**Exercise brief:**
Count the lines in the listing below that contain the string "sunlit", treating uppercase and lowercase as different, and reply with only that number.

**Dataset rows showing where objects appear:**
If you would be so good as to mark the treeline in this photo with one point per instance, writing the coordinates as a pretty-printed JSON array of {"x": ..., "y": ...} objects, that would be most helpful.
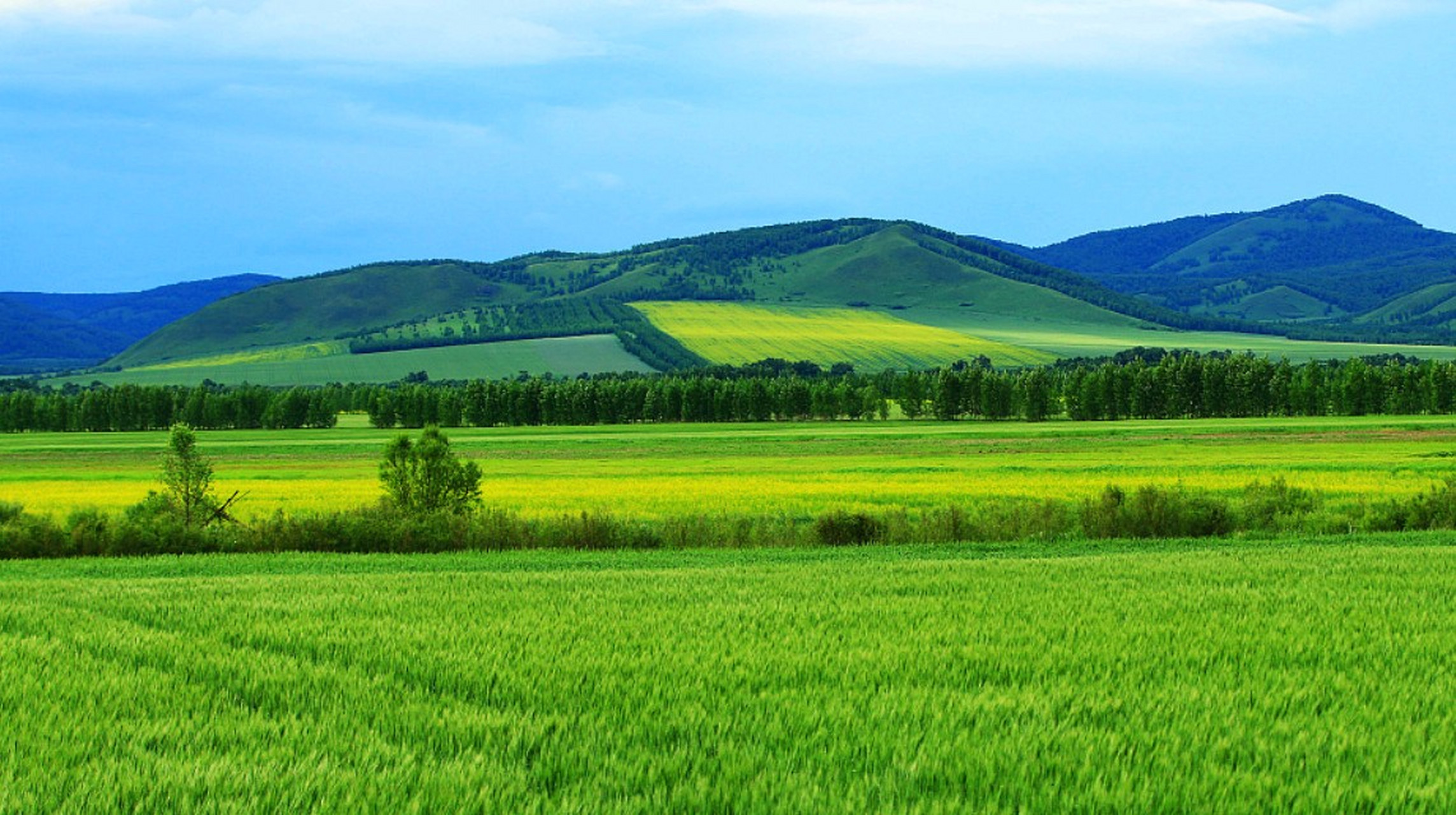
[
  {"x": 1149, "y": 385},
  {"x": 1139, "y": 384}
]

* * *

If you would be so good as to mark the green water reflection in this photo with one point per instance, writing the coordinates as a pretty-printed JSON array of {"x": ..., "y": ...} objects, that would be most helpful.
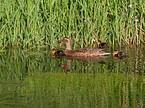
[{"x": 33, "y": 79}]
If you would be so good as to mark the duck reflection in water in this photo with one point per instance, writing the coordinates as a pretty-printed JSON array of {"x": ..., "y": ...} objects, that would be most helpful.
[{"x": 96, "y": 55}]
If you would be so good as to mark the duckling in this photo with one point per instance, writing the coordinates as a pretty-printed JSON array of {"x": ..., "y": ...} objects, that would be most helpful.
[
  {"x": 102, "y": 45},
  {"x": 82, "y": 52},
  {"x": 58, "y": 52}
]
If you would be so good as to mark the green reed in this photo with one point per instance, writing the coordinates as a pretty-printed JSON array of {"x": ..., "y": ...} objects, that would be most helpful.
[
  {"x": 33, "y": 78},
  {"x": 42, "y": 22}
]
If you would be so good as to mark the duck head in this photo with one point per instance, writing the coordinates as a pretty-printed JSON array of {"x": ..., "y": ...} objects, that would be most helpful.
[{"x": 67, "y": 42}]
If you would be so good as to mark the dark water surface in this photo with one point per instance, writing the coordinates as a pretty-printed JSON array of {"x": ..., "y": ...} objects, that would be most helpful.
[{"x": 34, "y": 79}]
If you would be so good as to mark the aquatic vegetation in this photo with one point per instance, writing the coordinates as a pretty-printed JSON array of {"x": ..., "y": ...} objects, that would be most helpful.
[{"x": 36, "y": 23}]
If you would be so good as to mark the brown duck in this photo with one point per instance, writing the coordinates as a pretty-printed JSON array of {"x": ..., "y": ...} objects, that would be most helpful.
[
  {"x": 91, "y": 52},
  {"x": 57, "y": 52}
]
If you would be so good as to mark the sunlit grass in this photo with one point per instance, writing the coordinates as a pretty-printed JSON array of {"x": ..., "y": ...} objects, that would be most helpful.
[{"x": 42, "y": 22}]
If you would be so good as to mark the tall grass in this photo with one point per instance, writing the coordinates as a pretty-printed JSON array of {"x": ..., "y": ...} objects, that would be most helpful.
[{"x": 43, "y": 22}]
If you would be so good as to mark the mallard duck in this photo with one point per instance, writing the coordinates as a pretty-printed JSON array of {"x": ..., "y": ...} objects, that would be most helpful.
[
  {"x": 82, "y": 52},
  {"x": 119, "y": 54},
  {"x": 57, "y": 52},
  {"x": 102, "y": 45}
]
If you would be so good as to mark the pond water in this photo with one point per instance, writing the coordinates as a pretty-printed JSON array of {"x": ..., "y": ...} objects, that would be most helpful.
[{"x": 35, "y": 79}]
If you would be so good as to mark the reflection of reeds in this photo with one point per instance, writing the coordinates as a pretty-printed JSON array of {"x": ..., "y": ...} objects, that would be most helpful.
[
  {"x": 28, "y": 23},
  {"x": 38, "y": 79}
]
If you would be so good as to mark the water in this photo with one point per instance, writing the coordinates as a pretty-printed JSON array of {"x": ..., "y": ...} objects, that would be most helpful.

**Written response:**
1